◆ **Prompt**
In full and word for word, give the records again.

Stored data
◆ ◆ ◆ ◆ ◆

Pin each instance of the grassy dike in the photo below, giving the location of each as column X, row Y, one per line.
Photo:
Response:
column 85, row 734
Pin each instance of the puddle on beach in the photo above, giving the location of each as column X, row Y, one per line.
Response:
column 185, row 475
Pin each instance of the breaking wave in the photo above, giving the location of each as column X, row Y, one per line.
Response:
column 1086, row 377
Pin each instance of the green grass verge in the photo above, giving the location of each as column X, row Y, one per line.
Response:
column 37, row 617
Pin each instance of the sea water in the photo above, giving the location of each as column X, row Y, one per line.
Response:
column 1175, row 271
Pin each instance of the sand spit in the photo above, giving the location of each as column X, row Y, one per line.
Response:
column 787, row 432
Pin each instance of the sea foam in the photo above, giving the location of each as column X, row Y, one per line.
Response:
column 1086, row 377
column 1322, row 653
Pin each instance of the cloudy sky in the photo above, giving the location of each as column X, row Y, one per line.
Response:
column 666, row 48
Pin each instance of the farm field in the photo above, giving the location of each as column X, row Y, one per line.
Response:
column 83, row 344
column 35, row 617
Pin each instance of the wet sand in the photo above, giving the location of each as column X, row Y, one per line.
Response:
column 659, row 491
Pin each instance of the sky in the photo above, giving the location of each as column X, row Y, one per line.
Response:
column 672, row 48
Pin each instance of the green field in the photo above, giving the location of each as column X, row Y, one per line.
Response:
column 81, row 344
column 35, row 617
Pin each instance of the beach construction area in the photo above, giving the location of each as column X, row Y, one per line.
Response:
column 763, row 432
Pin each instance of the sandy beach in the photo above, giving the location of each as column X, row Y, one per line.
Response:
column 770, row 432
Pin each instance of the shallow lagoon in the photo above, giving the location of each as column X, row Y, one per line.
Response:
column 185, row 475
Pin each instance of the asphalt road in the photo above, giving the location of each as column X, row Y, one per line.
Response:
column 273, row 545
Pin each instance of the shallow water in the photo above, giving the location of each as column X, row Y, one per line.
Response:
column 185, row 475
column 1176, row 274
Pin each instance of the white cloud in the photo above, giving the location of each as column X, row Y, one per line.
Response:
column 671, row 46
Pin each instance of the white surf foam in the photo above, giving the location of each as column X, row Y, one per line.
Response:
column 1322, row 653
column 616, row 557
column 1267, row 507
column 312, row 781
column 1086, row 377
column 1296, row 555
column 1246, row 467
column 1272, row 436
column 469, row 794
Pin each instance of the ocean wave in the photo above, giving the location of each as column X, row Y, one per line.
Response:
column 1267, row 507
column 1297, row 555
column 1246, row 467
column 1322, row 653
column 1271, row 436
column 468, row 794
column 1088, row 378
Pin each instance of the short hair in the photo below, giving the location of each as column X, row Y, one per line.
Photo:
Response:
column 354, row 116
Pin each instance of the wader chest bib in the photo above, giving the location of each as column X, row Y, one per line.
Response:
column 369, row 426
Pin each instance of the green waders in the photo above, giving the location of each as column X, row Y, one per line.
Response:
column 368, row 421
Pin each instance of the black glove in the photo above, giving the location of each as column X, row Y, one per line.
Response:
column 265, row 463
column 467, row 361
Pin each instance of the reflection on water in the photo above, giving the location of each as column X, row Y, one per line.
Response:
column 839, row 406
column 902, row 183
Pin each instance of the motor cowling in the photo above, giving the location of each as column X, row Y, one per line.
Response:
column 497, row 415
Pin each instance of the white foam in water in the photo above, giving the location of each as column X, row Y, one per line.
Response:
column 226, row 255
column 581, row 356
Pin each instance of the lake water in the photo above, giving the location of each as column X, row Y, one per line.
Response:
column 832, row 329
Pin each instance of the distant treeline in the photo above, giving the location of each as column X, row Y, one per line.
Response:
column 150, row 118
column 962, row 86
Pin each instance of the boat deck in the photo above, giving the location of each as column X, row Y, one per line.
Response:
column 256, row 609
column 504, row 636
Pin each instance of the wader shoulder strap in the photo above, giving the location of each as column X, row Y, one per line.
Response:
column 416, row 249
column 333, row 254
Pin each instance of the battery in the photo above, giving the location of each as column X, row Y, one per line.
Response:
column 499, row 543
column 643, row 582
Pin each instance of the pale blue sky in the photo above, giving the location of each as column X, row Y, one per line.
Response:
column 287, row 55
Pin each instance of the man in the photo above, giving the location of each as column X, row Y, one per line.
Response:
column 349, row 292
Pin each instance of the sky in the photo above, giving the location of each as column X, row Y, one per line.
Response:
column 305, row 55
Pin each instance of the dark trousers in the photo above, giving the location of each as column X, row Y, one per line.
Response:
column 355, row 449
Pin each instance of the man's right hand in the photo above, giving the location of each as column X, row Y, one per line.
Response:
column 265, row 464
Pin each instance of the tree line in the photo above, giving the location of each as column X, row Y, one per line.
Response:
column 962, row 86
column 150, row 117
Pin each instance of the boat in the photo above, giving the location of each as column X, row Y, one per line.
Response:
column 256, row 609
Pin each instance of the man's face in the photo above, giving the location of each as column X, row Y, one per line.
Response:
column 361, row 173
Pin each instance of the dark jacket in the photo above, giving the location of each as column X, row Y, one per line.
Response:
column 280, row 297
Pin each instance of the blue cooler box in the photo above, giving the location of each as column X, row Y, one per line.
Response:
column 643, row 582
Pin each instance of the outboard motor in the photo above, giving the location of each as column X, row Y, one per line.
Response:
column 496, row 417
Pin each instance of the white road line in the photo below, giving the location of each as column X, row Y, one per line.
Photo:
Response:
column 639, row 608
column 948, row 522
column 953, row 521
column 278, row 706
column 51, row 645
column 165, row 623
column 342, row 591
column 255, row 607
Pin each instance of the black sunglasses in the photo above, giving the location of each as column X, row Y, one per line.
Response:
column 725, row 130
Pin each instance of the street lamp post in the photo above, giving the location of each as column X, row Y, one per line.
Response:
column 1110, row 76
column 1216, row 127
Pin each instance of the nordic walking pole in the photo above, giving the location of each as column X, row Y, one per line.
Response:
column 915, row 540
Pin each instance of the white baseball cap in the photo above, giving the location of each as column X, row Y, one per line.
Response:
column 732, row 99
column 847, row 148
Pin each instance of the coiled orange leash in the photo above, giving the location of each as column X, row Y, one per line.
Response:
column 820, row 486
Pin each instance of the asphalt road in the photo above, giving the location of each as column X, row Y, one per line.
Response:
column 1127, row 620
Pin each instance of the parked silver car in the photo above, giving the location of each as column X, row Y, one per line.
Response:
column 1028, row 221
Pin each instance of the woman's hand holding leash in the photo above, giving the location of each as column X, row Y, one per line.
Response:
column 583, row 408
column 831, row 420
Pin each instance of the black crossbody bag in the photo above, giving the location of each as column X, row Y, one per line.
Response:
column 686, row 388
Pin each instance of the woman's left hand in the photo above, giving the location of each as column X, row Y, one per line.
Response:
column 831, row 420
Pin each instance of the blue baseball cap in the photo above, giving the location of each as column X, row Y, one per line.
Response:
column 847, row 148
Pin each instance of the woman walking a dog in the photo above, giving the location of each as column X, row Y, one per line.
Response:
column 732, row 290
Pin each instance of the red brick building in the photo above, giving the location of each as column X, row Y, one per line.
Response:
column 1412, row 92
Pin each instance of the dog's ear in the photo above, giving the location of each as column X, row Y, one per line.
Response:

◆ ◆ ◆ ◆ ◆

◆ **Result below**
Pin each instance of the grassy dike in the photo below, giving the location of each as column X, row Y, one per line.
Photo:
Response:
column 85, row 734
Pin each instance of the puddle on beach in the photo above, giving the location of each as column X, row Y, one per line.
Response:
column 185, row 475
Pin each instance of the breaking wave in the photo above, giving the location of each as column X, row Y, one per line.
Response:
column 1086, row 377
Pin each instance of the green grass verge in the photo above, giving the location of each as column X, row Y, one per line.
Response:
column 37, row 617
Pin each instance of the sea water in the photo above, giving the location of each as column X, row Y, one per line.
Response:
column 1175, row 271
Pin each instance of the sand spit in the photo above, giving the location of each as column X, row Y, one per line.
Response:
column 787, row 432
Pin each instance of the sea foam in the photo above, giving the location of each as column X, row Y, one per line.
Response:
column 1086, row 377
column 1322, row 653
Pin each instance of the cloudy sky in the photo above, giving the location of each as column X, row Y, one per line.
Response:
column 666, row 48
Pin each instance of the farm field in the photo above, giving the location of each as column X, row Y, one per line.
Response:
column 83, row 344
column 35, row 617
Pin each instance of the wet sand in the photo above, giving the location of each as column X, row Y, one per line.
Response:
column 659, row 491
Pin each instance of the sky in the photo above, giving the location of each as column X, row Y, one per line.
Response:
column 672, row 48
Pin each instance of the green field in the photo above, giving the location of each as column X, row Y, one per line.
Response:
column 81, row 344
column 35, row 617
Pin each instance of the beach construction area in the photo above, giving the location of each as column X, row Y, one per line.
Response:
column 763, row 432
Pin each instance of the sandy beach in the photo above, giving the location of each as column X, row Y, one per line.
Response:
column 770, row 432
Pin each instance of the shallow lagoon in the photo above, giving the location of each as column X, row Y, one per line.
Response:
column 185, row 475
Pin each instance of the asphalt road in the photo above, giving the location of each as column X, row Y, one per line.
Response:
column 273, row 545
Pin each instance of the shallow water in the photo above, giving the location of each as column X, row Y, one per line.
Response:
column 185, row 475
column 1176, row 274
Pin each instance of the white cloud in the photo above, giving the location of each as column X, row Y, one per line.
Response:
column 671, row 46
Pin each instance of the white surf foam in the photo above, giving the location of each as column X, row Y, one per line.
Response:
column 1322, row 653
column 616, row 557
column 1267, row 507
column 312, row 781
column 1086, row 377
column 1296, row 555
column 1246, row 467
column 1272, row 436
column 469, row 794
Pin each instance of the ocean wave in the photo above, giving the location of each as column X, row Y, one per line.
Response:
column 1267, row 507
column 1297, row 555
column 1246, row 467
column 1322, row 653
column 1271, row 436
column 468, row 794
column 1088, row 378
Pin each instance of the short hair in the photo below, giving the location of each as column X, row Y, one per line.
Photo:
Response:
column 354, row 116
Pin each instance of the wader chest bib in the photo above, giving the location of each as column X, row Y, one per line.
Response:
column 369, row 426
Pin each instance of the green waders in the photo above, giving the location of each as column X, row Y, one per line.
Response:
column 368, row 421
Pin each instance of the black glove in the photo above, giving the location of each as column X, row Y, one per line.
Response:
column 265, row 463
column 467, row 361
Pin each instance of the reflection on water in the photo above, giving the location of each as column X, row Y, one per line.
Response:
column 839, row 406
column 902, row 183
Pin each instance of the motor cowling in the photo above, giving the location of each as column X, row Y, one per line.
Response:
column 497, row 415
Pin each instance of the white foam in water in the photo above, giving the location of each as column X, row Y, one per line.
Response:
column 226, row 255
column 581, row 356
Pin each instance of the lake water in the photo above, giving the location of each as column X, row Y, one per line.
Response:
column 832, row 329
Pin each instance of the distant treeline in the photo above, giving the location of each as column X, row Y, one per line.
Response:
column 150, row 118
column 962, row 86
Pin each instance of the boat deck in the photo above, giving the location of each as column X, row Y, one per line.
Response:
column 256, row 609
column 504, row 636
Pin each instance of the wader shoulder strap in the photo above, giving the location of each as column X, row Y, one per line.
Response:
column 416, row 249
column 333, row 254
Pin each instance of the battery in the photo above, giving the location of each as column X, row Y, one per line.
Response:
column 499, row 543
column 643, row 582
Pin each instance of the pale blue sky in the photo above, giving the location of each as column X, row Y, one per line.
Response:
column 287, row 55
Pin each instance of the man in the photo above, giving the location of each as column X, row Y, one per line.
Response:
column 349, row 292
Pin each instance of the sky in the photo above, giving the location of each as column X, row Y, one per line.
Response:
column 305, row 55
Pin each instance of the dark trousers in the photo above, giving the location of each as column X, row Y, one per line.
Response:
column 355, row 449
Pin each instance of the man's right hand in the photo above, giving the location of each as column X, row Y, one per line.
Response:
column 265, row 464
Pin each instance of the tree line in the photo above, giving the location of each as column X, row Y, one per line.
Response:
column 962, row 86
column 150, row 117
Pin each instance of the boat in the photo above, giving the location of each as column X, row Y, one per line.
Response:
column 256, row 609
Pin each instance of the man's face in the photo above, giving the location of each as column X, row Y, one per line.
Response:
column 361, row 173
Pin each instance of the dark jacket in the photo above, giving the location of each as column X, row Y, one per line.
Response:
column 280, row 297
Pin each instance of the blue cooler box in the photo above, giving the location of each as column X, row Y, one per line.
Response:
column 643, row 582
Pin each instance of the outboard motor in the photo above, giving the location of each as column X, row Y, one per line.
Response:
column 496, row 417
Pin each instance of the white road line in the photo below, giving the location of each as column X, row Y, one per line.
Photo:
Response:
column 639, row 608
column 948, row 522
column 953, row 521
column 278, row 706
column 51, row 645
column 165, row 623
column 342, row 591
column 255, row 607
Pin each instance of the black sunglasses in the photo above, giving the location of each as column X, row Y, one per line.
Response:
column 725, row 130
Pin each instance of the street lamp post in the photo above, giving the location of each as column X, row Y, one per line.
Response:
column 1110, row 76
column 1216, row 127
Pin each instance of the nordic walking pole in the photo above, giving the location of each as column X, row Y, one per line.
Response:
column 915, row 540
Pin each instance of the white baseball cap in the photo above, giving the location of each as column X, row Y, one per line.
Response:
column 732, row 99
column 847, row 148
Pin each instance of the coiled orange leash in the photo above, giving the location of each as column X, row Y, one per line.
Response:
column 820, row 486
Pin each instance of the asphalt road in the photo above, giving the location of each as column X, row Y, one per line.
Response:
column 1127, row 620
Pin each instance of the parked silver car in the photo above, giving the location of each as column X, row Y, one per line.
Response:
column 1028, row 221
Pin each instance of the woman's hand holding leash in the photo above, giving the location of each as column X, row Y, one per line.
Response:
column 583, row 408
column 831, row 420
Pin each instance of the black crossbody bag in the photo above, giving the location of each as column X, row Y, one per line.
Response:
column 686, row 388
Pin each instance of the woman's left hand in the photo above, giving the location of each as column X, row Y, one per line.
Response:
column 831, row 420
Pin each instance of the blue baseball cap in the photo above, giving the location of each as column X, row Y, one per line.
Response:
column 847, row 148
Pin each instance of the woman walking a dog in the photo above, giving the location of each as column X, row Y, one per line.
Response:
column 732, row 290
Pin each instance of the red brick building in the photo above, giving the location of each as column X, row Y, one per line.
Response:
column 1412, row 92
Pin each instance of the dog's ear in the photo above, giving the location of each as column X, row Y, one per line.
Response:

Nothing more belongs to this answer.